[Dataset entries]
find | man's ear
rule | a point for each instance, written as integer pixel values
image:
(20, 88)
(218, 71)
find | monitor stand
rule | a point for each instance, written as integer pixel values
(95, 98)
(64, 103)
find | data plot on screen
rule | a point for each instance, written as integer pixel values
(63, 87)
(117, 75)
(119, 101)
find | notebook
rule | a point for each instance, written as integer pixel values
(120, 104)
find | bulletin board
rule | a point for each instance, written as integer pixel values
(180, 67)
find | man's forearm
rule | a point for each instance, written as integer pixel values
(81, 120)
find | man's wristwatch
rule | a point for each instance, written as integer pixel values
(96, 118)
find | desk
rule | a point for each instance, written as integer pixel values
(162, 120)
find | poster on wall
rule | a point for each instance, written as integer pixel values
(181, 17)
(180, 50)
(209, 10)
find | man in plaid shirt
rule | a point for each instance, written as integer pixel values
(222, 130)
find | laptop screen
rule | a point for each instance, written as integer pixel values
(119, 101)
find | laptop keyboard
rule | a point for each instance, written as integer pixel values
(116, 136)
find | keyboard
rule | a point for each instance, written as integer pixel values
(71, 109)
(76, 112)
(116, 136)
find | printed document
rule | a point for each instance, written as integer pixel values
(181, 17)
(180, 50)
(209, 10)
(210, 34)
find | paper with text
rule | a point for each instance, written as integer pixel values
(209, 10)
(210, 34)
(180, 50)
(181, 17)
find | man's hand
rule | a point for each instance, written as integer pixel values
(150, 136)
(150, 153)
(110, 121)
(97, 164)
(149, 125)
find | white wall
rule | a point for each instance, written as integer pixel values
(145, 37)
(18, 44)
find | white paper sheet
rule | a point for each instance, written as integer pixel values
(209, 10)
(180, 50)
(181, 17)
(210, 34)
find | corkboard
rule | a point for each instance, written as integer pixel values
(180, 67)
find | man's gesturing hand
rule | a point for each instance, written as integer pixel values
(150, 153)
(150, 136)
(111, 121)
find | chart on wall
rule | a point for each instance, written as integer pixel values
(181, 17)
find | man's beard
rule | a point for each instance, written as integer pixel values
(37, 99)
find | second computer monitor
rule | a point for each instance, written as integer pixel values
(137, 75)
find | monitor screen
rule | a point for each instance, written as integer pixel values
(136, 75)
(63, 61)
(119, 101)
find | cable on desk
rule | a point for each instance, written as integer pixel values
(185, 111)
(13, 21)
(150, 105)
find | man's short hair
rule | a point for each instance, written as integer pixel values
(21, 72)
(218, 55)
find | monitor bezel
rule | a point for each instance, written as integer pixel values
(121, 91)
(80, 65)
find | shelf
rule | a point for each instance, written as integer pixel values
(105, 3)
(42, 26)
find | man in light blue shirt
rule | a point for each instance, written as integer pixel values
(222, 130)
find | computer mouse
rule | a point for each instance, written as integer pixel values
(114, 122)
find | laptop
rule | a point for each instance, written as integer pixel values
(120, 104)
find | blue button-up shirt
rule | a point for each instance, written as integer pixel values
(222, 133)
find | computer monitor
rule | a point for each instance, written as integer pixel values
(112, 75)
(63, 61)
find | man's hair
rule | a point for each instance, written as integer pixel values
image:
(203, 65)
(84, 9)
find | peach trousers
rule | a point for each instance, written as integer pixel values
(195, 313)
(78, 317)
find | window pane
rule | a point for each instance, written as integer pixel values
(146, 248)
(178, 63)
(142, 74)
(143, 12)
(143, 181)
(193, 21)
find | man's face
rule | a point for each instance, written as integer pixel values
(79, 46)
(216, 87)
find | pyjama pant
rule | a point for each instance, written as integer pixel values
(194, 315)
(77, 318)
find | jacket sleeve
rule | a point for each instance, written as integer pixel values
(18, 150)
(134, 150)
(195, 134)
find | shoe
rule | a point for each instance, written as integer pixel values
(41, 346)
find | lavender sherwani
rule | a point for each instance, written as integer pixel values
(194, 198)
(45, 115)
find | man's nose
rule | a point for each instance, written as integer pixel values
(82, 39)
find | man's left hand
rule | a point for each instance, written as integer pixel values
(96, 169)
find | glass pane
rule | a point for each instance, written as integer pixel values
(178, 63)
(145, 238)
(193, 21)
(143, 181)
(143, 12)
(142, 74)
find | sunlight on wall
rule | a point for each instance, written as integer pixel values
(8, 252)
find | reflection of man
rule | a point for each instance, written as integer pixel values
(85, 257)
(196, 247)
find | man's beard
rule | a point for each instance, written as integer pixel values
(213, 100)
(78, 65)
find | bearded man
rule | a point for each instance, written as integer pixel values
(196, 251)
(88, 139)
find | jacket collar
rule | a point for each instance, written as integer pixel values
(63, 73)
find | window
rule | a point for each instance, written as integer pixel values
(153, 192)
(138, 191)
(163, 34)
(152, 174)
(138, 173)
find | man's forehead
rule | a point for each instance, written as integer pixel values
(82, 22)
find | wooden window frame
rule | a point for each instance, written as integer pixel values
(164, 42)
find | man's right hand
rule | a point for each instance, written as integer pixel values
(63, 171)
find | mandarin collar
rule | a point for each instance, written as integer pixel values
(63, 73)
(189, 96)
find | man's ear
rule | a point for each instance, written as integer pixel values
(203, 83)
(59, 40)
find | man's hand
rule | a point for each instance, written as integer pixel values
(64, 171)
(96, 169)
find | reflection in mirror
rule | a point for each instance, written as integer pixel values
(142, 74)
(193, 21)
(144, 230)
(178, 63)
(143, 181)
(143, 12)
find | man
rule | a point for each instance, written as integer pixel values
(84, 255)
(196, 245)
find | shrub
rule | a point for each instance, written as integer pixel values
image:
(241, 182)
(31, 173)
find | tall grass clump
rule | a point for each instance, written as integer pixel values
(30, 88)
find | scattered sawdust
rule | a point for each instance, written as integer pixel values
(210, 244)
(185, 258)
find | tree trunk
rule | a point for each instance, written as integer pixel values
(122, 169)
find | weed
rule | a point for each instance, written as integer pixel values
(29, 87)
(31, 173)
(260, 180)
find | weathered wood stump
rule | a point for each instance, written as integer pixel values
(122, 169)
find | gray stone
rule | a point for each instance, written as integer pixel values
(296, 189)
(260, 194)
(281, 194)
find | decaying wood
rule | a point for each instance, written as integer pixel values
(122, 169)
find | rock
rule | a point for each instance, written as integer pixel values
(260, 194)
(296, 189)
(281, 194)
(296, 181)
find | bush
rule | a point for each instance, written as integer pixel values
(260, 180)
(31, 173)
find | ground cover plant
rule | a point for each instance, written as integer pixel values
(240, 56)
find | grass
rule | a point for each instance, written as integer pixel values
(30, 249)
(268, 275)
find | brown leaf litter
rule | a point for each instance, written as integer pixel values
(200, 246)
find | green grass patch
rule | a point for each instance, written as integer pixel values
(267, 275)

> Task directions
Using the data above, return every line that contains the string "monitor".

> Solved exercise
find | monitor stand
find | second computer monitor
find | monitor screen
find | monitor bezel
find | computer monitor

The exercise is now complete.